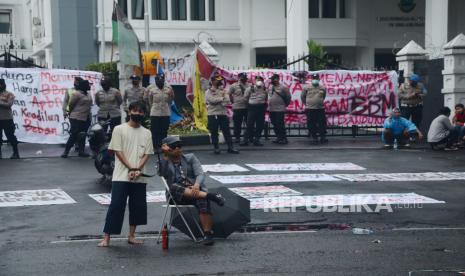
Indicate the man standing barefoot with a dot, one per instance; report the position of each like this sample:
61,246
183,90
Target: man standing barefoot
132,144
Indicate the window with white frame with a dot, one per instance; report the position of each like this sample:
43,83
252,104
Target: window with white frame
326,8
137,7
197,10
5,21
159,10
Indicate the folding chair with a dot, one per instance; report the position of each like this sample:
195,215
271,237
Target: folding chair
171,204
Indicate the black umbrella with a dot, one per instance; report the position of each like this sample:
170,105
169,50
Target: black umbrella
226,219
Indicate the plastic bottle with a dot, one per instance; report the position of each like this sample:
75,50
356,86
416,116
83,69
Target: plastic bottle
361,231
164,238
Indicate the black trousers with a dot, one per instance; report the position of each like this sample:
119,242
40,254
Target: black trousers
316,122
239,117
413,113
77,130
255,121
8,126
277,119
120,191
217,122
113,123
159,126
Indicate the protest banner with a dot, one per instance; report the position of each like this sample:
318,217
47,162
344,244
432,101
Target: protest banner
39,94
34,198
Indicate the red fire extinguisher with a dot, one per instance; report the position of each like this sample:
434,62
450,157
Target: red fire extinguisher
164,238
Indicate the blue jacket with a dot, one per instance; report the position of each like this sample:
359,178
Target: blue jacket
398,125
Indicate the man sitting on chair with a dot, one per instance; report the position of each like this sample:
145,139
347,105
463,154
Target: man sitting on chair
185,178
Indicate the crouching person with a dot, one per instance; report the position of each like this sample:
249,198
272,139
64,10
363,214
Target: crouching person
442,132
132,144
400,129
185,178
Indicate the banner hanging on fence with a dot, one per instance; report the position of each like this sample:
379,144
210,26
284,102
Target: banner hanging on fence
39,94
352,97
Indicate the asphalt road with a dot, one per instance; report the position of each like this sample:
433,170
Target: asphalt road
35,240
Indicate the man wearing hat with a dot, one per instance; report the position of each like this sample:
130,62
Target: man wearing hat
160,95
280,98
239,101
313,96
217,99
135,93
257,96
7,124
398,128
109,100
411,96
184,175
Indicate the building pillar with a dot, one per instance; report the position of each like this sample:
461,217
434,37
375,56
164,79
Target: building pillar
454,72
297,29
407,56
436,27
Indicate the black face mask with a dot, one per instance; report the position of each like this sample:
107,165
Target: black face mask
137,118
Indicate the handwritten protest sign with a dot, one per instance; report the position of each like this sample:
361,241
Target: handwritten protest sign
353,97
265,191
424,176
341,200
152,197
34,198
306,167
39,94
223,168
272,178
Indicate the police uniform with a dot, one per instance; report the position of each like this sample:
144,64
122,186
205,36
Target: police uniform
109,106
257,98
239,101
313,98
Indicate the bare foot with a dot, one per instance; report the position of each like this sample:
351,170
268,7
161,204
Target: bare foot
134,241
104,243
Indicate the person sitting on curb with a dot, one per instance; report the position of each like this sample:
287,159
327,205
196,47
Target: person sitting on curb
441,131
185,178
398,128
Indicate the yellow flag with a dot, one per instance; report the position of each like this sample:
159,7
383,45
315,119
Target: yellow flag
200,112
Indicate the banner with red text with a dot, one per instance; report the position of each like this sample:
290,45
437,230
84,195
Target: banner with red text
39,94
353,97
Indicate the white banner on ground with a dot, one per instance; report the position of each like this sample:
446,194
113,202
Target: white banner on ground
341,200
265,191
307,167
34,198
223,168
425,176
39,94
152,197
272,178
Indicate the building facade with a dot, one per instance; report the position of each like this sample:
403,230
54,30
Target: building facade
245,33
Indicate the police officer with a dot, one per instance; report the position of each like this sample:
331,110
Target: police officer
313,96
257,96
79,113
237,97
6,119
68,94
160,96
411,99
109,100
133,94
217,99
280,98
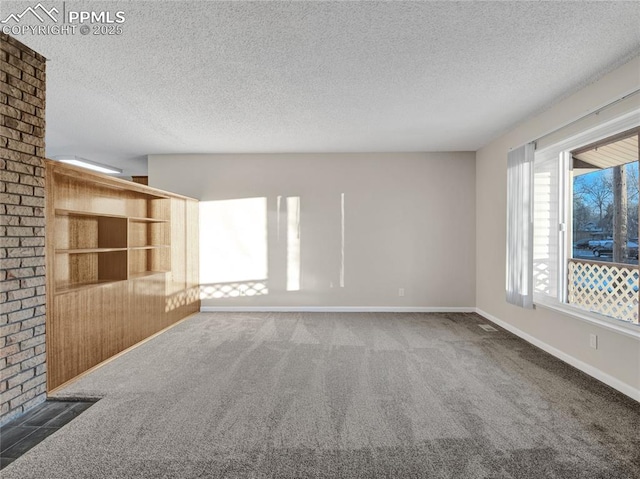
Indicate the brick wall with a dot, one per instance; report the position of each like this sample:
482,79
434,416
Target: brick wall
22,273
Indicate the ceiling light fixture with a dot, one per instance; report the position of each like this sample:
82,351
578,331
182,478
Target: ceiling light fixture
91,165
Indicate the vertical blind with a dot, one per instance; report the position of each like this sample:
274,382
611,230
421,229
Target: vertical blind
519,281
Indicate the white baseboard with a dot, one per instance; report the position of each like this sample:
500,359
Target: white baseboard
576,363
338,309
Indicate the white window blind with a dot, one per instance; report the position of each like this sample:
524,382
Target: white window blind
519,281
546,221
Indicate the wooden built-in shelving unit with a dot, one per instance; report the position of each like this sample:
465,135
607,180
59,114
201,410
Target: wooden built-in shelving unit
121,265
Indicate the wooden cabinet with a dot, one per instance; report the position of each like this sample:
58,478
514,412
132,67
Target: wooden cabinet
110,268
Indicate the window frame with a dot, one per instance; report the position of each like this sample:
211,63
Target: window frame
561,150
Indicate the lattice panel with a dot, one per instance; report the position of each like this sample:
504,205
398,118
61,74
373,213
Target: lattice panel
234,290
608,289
--------
EXERCISE BRIEF:
Reproduce all of the material above verbatim, line by line, but omit the pictures.

REPLY TO THE TASK:
Indicate the man standing barefoot with a dot, one per instance; report the position of each like this sample:
61,246
183,90
Target: man standing barefoot
132,144
Indicate the window with white frame with a dot, one per instance; report the position of each like this sample:
43,83
252,104
Target: window with white frame
326,8
137,7
197,10
5,21
159,10
Indicate the folding chair with a dot, one per instance; report the position of each like this sample:
195,215
271,237
Target: folding chair
171,204
Indicate the black umbrella with a dot, one per instance; report the position of each like this sample:
170,105
169,50
Target: black umbrella
226,219
Indicate the plastic bottle with a dot, one per instance; report the position of each like this sample:
75,50
356,86
416,116
83,69
Target: plastic bottle
361,231
164,238
Indicate the black trousers with a dot, one per instance; report the position of each like this sample:
119,242
40,254
Target: black trousers
316,122
239,117
413,113
77,130
255,121
8,126
277,119
120,191
217,122
113,123
159,126
Indicate the protest banner with a dot, one per instance; report the position of each like this sample:
318,217
47,162
344,244
432,101
Target: protest banner
39,94
34,198
Indicate the red fire extinguisher with a dot, one per instance; report the position of each like this sample:
434,62
450,157
Target: red fire extinguisher
164,238
Indicate the blue jacket with a dot, one per instance; report the position of each like this sample:
359,178
Target: blue jacket
398,125
Indicate the man sitting on chair with a dot, one per instance; report the position of each like this sample:
145,139
347,105
463,154
Target: man sitting on chair
185,178
Indicate the crouching person with a dot, one per instance; report the position of each like this sample:
249,198
272,139
64,10
363,214
Target: crouching person
442,132
132,144
400,129
185,178
Indicate the banner hanging on fence with a dot, one per instance; report the position of each like this sample:
379,144
210,26
284,102
Target: banner hanging on fence
39,94
352,97
Indicate the asphalt road with a dot, one per instance; report the position of each like this sample:
433,170
Target: asphalt road
35,240
Indicate the man wearing hat with a dot, one per instance; report the position of each like this sample:
130,62
Target: man wearing hat
160,95
280,98
239,101
313,96
217,99
135,93
257,96
7,124
398,128
109,100
411,96
184,175
Indicate the building pillar with a dot, one per instance; report the position of each like this sample:
461,217
434,37
375,56
164,79
Target: building pillar
454,72
297,29
407,56
436,27
Indicate the black face mask with a dot, one per instance; report the position of each like this sample:
107,165
Target: black face mask
137,118
Indicate the handwritten protest sign with a dot, one per instance; report the position of each like this sample:
361,241
Target: handwritten protest sign
353,97
265,191
424,176
341,200
152,197
34,198
306,167
39,94
223,168
272,178
Indicate the police uniform with a dot, one per instance; report the position of each like this sample:
144,64
122,186
205,36
Target: police uniform
109,106
257,98
239,101
313,98
Indicate the bare foot with a dot, one per instance; report the position of each like this sample:
351,170
268,7
161,204
Target: bare foot
134,241
104,243
Indicate the person sitting on curb with a dot, one per instance; report the position of each like this sample:
287,159
327,205
196,47
Target: person sitting on curb
441,131
185,178
398,128
Indicate the yellow flag with a dot, one per instance; report the position of each like this sample:
159,7
383,45
315,119
Target: yellow flag
200,112
Indicate the banner with red text with a dot, one per instance; report the position of each like this sample:
290,45
437,230
84,195
Target: banner with red text
39,94
353,97
Indicate the white banner on ground with a dot, one per instance; report the position of each like this sample:
446,194
113,202
Target: white banner on ground
341,200
265,191
307,167
34,198
223,168
425,176
39,94
152,197
272,178
Indicate the building facade with a dot, one per instance; report the position of each like this sample:
403,230
54,30
Target: building facade
245,33
Indicate the police officer with a dot, one per instance; report the position of each like this sample:
331,110
Target: police officer
313,96
257,96
79,113
237,97
6,119
68,94
160,96
411,99
109,100
133,94
217,99
280,98
Indicate the brick wall with a dot, one per instance; report the position of each like this sample:
482,79
434,416
Target: brick wall
22,273
Indicate the ceiling light fixture with a dot, one per instance; report the position of each like this sample:
82,351
578,331
182,478
Target: ceiling light fixture
91,165
Indicate the vertical blind with a dot, one per instance; report the position of each like this sample:
274,382
611,230
421,229
Target: vertical blind
519,281
Indicate the white baseboard with a dot, one per instance; report the position of each like this sample:
500,359
Target: white baseboard
576,363
338,309
Indicate the white window blind with a dot, one per instance; report the position of each like this sample:
524,382
Target: white window blind
519,281
546,221
Indicate the wooden built-in shelving unit with a dot, one per instance; report the position of each like this sample:
465,135
607,180
59,114
201,410
Target: wooden built-in shelving unit
121,265
Indicate the wooden cabinet with a dot, one per instance; report the position of each like this sample:
58,478
514,412
132,67
Target: wooden cabinet
110,268
Indicate the window frame with a dot, one per instance; report the position of each like this sample:
211,63
Target: window frame
561,150
Indicate the lattice panel with a dot, one per instance; report the position of each like this sample:
504,205
398,118
61,74
373,213
Target: lattice panel
234,290
608,289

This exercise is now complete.